Data items:
start

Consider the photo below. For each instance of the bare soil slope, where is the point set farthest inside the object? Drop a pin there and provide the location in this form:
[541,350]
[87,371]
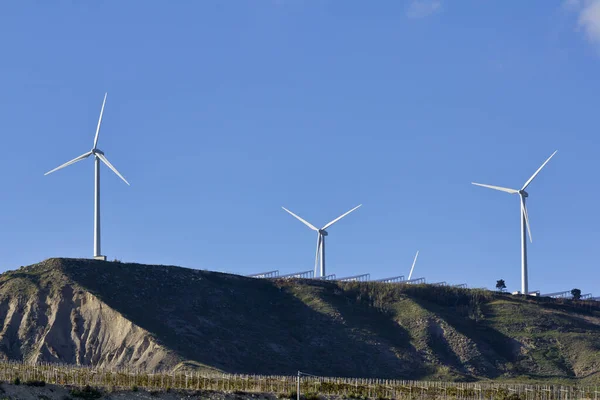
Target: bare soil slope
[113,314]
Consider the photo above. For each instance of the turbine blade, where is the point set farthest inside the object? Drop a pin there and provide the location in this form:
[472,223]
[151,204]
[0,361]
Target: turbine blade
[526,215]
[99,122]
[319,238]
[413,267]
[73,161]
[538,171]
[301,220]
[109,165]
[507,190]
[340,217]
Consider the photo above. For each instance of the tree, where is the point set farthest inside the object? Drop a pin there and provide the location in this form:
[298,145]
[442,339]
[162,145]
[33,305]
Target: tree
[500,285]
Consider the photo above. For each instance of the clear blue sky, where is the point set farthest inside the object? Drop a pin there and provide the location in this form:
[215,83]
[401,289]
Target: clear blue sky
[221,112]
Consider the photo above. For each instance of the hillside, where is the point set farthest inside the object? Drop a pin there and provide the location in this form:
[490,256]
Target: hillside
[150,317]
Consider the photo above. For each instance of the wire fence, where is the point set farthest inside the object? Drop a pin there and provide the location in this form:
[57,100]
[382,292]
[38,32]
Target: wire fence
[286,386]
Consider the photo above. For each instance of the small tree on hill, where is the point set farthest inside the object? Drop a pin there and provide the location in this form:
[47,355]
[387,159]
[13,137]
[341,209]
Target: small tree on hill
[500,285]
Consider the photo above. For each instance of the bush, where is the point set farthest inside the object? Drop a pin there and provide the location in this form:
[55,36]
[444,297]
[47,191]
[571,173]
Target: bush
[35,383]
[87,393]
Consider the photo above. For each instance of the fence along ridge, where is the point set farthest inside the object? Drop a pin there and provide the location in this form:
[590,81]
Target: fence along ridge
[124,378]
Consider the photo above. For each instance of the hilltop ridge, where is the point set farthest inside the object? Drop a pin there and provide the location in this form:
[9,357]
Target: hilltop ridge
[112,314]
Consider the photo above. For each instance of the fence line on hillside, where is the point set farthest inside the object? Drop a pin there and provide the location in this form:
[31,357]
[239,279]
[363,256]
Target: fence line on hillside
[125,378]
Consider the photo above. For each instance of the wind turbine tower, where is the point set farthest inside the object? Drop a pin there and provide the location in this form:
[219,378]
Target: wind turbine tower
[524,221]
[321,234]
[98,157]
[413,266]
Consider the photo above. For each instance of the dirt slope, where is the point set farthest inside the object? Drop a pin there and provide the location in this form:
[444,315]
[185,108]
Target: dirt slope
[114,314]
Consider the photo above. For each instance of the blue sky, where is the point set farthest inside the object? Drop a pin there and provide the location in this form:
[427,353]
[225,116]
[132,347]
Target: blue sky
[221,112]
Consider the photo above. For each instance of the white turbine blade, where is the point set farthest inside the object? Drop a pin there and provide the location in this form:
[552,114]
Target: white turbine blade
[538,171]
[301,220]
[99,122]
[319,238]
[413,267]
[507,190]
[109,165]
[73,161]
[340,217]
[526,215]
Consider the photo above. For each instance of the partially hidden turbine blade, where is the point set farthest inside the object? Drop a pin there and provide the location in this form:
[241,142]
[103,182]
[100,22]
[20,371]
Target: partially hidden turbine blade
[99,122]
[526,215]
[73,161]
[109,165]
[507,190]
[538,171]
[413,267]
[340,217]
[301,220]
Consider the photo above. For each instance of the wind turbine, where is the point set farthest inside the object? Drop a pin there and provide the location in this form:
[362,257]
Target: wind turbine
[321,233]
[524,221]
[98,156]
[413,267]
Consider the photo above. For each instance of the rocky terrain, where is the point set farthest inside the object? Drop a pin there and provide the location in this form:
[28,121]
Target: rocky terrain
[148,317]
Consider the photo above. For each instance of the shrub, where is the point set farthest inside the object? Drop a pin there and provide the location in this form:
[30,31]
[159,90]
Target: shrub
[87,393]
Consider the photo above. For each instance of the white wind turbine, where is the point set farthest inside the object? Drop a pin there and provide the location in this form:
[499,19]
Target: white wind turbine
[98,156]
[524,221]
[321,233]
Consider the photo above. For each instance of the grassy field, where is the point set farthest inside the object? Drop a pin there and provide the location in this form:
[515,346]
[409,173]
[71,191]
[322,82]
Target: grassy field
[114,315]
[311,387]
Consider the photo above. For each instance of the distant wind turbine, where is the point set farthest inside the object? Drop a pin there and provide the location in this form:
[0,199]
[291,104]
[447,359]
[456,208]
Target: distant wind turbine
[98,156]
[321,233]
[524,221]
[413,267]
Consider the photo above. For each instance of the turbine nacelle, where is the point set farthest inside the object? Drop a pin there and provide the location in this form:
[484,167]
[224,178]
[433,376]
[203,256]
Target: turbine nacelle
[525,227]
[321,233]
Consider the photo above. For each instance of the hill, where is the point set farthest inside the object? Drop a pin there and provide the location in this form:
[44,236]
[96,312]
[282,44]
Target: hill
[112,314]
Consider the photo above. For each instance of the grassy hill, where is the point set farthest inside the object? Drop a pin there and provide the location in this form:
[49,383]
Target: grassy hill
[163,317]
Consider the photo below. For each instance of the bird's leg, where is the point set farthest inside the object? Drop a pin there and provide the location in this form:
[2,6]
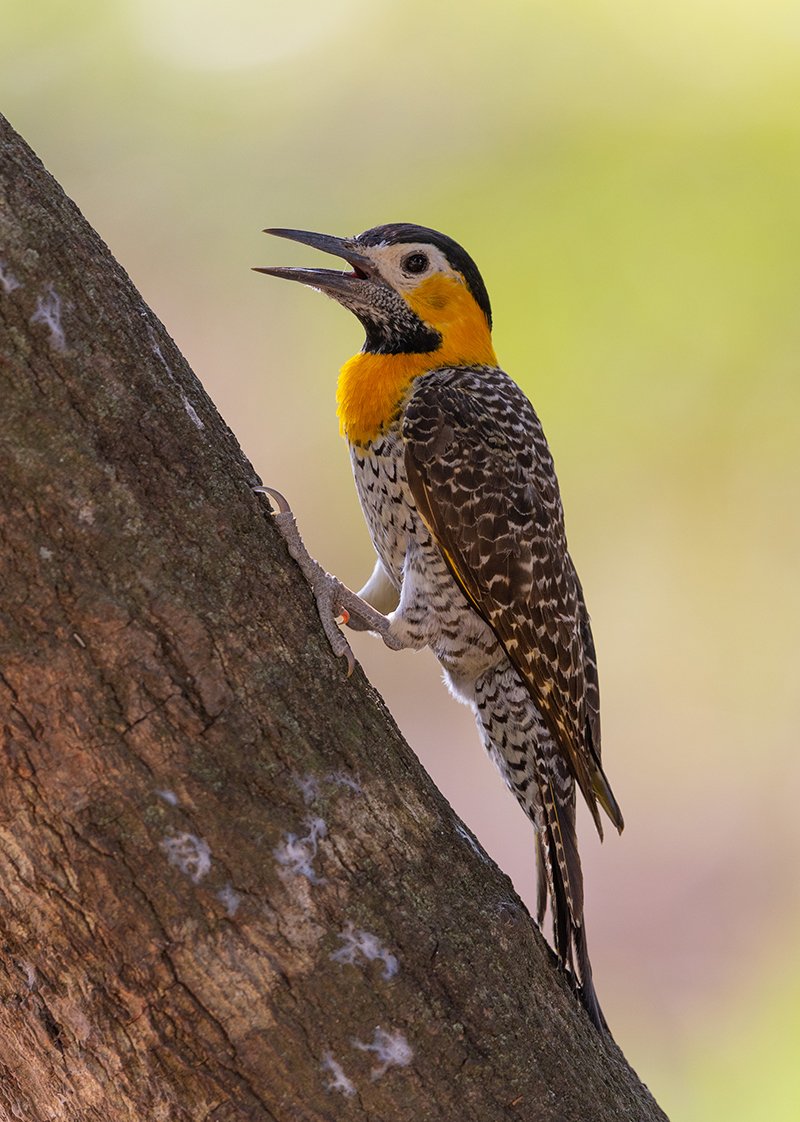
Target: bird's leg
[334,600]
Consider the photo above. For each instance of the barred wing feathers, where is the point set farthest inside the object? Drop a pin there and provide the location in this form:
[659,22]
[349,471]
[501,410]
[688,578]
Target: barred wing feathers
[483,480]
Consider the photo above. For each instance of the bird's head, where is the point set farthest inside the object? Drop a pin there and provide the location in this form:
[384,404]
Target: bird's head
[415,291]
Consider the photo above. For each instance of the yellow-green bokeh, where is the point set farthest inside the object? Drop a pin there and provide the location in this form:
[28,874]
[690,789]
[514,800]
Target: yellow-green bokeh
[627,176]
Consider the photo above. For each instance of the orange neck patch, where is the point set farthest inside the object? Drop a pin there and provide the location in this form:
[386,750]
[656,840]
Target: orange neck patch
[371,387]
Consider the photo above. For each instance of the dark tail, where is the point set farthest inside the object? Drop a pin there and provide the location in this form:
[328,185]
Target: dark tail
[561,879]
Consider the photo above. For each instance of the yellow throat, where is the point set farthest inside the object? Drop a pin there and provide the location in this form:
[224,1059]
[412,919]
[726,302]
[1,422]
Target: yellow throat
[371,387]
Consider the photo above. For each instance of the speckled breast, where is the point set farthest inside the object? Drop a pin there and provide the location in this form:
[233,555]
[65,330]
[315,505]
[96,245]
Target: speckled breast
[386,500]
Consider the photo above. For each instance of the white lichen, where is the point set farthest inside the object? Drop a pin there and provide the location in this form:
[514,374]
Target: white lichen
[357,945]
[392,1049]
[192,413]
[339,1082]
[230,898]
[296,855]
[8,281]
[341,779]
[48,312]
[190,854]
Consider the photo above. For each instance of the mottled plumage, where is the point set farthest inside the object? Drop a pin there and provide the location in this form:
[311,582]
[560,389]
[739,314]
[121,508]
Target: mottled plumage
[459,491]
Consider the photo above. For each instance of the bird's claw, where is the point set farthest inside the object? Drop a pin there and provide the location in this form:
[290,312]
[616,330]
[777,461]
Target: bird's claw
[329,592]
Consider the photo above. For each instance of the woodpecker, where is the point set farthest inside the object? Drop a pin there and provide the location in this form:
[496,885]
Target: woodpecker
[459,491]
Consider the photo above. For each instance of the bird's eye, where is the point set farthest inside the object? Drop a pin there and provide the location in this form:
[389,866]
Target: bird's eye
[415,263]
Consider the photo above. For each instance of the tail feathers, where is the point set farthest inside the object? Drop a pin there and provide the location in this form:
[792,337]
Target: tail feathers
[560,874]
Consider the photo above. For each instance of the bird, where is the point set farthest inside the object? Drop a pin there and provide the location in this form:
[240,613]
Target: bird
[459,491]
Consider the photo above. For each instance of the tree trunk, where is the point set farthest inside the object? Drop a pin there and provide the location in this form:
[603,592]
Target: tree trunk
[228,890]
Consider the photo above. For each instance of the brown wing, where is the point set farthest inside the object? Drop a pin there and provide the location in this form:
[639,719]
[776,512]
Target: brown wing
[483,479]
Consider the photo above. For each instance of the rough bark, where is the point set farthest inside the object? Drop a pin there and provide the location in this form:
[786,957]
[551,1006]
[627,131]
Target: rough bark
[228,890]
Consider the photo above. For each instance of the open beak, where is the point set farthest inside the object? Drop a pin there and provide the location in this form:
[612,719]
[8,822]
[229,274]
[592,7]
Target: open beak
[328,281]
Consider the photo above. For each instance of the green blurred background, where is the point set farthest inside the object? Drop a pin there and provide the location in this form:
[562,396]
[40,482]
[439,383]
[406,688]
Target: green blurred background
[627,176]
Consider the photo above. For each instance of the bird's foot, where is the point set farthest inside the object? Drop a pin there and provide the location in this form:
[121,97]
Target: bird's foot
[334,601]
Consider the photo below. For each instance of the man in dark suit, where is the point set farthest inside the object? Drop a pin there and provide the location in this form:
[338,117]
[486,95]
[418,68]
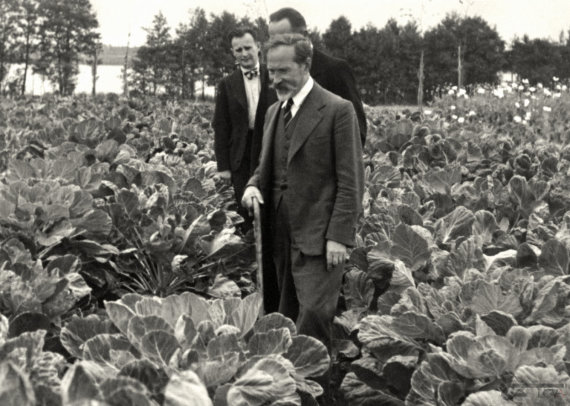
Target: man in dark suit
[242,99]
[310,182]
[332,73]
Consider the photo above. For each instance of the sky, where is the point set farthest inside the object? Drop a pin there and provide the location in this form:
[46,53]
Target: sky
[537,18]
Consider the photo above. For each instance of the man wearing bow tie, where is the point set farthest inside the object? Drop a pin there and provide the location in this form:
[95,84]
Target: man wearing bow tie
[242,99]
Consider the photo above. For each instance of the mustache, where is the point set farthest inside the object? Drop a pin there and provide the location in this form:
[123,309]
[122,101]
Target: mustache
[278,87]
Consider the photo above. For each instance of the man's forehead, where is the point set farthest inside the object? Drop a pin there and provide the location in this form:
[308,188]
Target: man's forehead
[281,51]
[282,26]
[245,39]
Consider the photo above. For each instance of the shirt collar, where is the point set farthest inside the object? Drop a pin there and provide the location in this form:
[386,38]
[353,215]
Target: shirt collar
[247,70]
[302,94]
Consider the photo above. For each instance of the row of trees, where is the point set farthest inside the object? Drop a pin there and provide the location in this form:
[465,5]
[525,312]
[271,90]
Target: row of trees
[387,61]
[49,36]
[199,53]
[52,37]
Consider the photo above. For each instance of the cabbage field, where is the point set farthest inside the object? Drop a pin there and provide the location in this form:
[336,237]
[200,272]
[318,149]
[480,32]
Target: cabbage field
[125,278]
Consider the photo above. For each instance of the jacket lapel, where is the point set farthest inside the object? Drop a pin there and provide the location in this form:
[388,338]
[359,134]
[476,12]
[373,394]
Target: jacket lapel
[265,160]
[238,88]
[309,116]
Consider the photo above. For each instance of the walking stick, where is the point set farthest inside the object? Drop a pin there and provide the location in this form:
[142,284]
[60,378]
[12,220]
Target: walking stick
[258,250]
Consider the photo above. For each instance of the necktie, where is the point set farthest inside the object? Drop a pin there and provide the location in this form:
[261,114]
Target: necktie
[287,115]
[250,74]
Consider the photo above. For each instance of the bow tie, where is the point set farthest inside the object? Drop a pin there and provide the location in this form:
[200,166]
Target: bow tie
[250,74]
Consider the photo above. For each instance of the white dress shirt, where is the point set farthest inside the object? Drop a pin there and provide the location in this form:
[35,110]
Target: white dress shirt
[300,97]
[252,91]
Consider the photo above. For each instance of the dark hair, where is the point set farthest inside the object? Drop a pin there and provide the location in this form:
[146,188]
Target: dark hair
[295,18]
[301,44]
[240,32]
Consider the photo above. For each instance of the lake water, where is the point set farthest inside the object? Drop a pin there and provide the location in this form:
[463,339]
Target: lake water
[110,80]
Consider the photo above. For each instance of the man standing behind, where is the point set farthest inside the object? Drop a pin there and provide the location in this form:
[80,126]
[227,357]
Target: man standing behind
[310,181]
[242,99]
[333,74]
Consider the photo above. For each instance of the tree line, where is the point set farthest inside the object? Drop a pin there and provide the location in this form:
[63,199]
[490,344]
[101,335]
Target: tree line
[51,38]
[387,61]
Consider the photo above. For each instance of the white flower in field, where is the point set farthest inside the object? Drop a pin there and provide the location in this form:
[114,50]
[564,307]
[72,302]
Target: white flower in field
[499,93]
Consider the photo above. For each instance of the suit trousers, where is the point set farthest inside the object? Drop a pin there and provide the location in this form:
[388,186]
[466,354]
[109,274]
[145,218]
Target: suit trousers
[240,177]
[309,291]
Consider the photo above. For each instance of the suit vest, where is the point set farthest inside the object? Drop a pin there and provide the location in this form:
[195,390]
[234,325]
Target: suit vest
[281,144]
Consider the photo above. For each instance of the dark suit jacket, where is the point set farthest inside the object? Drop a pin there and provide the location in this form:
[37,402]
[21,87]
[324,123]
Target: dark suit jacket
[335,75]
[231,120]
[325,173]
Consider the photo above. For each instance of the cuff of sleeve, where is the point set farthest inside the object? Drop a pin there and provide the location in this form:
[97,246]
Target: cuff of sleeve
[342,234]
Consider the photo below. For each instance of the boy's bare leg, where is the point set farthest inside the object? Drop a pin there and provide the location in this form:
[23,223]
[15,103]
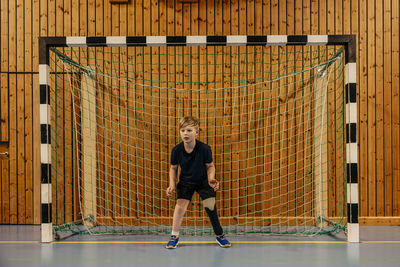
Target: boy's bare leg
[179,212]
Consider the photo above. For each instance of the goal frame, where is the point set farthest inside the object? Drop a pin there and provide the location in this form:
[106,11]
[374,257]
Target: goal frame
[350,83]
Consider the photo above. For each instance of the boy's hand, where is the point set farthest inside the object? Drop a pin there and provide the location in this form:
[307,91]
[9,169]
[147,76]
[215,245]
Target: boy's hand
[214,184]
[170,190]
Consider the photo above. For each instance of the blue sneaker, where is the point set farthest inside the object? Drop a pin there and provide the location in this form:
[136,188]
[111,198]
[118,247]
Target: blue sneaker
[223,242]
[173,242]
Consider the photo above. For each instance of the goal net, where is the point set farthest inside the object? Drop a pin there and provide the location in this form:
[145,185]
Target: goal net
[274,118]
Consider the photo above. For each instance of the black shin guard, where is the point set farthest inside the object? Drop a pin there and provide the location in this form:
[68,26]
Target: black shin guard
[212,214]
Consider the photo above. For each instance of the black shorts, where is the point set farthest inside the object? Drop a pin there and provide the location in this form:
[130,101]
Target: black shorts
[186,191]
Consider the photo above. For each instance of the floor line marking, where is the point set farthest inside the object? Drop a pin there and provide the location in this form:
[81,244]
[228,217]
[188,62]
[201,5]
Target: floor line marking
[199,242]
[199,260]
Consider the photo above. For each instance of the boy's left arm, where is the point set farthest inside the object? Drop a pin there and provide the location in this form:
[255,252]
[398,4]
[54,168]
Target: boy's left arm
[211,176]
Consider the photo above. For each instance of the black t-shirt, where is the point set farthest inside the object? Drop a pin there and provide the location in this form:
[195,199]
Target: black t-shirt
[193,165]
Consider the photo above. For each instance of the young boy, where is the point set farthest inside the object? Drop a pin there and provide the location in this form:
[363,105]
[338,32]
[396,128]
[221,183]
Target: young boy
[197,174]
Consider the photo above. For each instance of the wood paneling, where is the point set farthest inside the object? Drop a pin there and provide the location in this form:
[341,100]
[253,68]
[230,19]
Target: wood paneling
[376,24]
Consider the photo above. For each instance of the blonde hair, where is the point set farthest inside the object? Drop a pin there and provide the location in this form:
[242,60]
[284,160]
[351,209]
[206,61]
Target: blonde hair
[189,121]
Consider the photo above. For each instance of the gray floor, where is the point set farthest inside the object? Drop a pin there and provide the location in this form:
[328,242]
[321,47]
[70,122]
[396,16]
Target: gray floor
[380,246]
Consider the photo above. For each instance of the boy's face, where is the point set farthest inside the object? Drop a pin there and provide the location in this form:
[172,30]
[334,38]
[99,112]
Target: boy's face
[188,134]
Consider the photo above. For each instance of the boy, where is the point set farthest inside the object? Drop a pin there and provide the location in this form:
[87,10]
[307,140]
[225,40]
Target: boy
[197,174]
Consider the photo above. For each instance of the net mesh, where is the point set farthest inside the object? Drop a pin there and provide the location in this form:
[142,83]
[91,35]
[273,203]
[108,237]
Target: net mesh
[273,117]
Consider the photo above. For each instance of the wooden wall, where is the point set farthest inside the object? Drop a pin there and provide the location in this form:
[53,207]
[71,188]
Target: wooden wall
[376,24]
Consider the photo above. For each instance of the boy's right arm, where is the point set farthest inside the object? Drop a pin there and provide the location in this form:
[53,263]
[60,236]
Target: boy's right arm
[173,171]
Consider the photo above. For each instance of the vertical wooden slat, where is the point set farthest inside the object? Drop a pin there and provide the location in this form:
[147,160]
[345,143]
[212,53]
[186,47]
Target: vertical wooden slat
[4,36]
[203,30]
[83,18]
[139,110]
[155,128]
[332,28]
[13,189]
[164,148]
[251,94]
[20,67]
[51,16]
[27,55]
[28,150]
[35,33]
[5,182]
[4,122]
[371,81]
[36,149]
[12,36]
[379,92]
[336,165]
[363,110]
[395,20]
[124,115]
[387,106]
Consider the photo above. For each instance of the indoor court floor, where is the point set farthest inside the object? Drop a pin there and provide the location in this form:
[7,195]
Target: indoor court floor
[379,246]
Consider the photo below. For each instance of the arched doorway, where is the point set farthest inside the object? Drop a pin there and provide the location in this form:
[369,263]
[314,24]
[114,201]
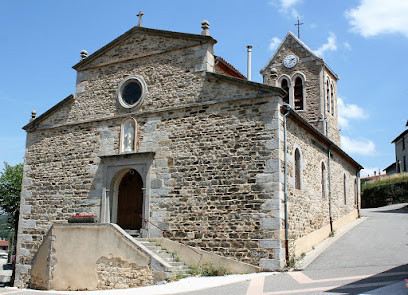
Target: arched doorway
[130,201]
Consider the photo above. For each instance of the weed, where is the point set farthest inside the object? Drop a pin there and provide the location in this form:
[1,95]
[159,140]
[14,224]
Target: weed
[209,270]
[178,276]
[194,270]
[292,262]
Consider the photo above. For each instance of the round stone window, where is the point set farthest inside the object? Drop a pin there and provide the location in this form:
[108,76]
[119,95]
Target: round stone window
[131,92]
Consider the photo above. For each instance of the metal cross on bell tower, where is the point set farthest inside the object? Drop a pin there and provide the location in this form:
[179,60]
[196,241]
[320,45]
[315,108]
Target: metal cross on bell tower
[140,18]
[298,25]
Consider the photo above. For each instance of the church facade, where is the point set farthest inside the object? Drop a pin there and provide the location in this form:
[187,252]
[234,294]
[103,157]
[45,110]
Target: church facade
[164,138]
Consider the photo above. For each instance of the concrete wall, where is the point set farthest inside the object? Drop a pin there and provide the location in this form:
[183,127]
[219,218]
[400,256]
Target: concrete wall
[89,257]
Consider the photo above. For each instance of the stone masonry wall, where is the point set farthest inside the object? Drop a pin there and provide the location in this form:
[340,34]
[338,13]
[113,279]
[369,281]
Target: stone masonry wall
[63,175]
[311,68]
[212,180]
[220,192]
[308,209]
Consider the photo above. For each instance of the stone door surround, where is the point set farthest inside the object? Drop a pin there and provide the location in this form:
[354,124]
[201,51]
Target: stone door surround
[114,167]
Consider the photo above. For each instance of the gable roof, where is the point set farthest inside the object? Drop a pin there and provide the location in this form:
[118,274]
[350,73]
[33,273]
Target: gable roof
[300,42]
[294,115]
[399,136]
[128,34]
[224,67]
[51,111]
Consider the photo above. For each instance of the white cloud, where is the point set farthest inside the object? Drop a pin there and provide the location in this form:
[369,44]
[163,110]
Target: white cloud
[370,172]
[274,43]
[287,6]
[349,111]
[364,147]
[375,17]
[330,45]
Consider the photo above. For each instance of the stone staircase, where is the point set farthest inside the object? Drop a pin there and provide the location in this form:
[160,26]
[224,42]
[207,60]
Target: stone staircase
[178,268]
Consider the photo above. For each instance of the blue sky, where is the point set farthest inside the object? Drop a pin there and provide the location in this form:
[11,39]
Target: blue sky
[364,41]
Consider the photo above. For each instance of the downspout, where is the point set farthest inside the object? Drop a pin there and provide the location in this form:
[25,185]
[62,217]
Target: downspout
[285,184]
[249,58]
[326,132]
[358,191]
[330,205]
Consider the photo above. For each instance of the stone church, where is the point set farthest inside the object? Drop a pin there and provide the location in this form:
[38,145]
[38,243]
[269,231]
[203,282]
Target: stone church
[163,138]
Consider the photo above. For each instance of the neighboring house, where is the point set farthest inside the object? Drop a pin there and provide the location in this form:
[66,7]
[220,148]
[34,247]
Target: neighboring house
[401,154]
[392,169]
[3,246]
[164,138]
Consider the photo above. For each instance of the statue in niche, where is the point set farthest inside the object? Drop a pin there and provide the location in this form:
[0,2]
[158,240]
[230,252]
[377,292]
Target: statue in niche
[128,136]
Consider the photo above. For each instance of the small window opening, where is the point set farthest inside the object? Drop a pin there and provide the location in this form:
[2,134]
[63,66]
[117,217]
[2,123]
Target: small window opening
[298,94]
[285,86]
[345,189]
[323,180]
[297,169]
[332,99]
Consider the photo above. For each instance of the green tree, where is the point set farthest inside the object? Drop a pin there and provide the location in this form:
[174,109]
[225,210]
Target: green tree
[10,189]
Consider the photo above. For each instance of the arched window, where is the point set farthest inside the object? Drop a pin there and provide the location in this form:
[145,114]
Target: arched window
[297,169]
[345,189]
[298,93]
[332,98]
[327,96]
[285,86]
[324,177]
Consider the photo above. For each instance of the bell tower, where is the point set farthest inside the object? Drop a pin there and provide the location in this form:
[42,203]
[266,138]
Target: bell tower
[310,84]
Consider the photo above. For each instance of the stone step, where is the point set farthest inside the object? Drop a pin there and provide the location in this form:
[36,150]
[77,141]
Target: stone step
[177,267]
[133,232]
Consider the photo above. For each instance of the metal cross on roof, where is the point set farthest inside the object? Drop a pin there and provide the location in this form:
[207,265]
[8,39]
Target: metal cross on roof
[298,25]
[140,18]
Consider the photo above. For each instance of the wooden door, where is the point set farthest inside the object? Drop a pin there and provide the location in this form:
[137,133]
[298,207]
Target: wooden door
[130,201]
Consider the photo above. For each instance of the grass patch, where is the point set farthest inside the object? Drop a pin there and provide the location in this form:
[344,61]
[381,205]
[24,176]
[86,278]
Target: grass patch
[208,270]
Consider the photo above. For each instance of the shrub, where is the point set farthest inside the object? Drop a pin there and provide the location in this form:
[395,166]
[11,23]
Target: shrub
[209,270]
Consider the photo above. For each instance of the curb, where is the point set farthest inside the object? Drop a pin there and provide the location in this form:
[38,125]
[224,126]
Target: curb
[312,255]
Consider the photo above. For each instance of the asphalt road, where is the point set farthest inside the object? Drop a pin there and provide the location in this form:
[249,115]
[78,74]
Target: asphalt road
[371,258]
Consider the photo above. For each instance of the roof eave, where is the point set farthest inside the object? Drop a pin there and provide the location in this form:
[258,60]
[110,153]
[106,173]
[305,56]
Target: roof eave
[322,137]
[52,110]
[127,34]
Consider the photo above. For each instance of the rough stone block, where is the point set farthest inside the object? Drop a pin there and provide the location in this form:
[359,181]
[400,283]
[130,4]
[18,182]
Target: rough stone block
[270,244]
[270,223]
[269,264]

end

Written problem: Return precisely the lines of the records, starting with the line that holds "stone step, where" and ending with the last one.

Task solution:
Consider the photo above. For each instance of the stone step, where is the point set farthest inside the object? Drop a pin there and provide the location in this form:
[36,150]
[77,141]
Target: stone step
[177,267]
[133,232]
Consider the photo above. For each instance of the metal cross on roof, where is the point set farthest inside the object? Drop a pin there and provide the location in this form:
[207,265]
[8,39]
Target: metal cross on roof
[298,25]
[140,18]
Consider the photo above. For each instance of the wooden door, where is the point set farthest inside the object? Drop a pin there and provide the location in this form:
[137,133]
[298,207]
Target: wooden door
[130,201]
Consider the photo above. For each instance of the grass patch, where is the point set farthest inside the object? Drop a pin there and provide the location in this form:
[344,61]
[381,205]
[24,176]
[86,278]
Target: grass patch
[208,270]
Consider the photo above. For each instance of the shrub, where is the point set farthest inside the object? Drop a pin there and provide the location in this form:
[395,166]
[11,23]
Target: shrub
[209,270]
Consider the photo above. For each instance of the curb, where is the point set farthest inside the object? Drop a pin there and provide the location in this form:
[38,125]
[224,126]
Target: curb
[312,255]
Consider the photo above. For each instance of the asphalt road, where is the point set farthest inside the object? Drop a pin there and provide the location in this form:
[249,115]
[78,74]
Target: asphalt road
[371,258]
Consider the photo above. For each instance of the roof eave, where is the point set farthest inside the object? Drop a pin there and provide the location in this form:
[258,60]
[110,153]
[106,173]
[305,56]
Target: roof eave
[322,137]
[52,110]
[127,34]
Consider the photo above. For each instance of the rough stone block, where is the point set farthest inside the object? Drop a pin there and provide the location in this form:
[359,181]
[400,283]
[130,4]
[18,182]
Target: rough stone block
[270,244]
[270,223]
[269,264]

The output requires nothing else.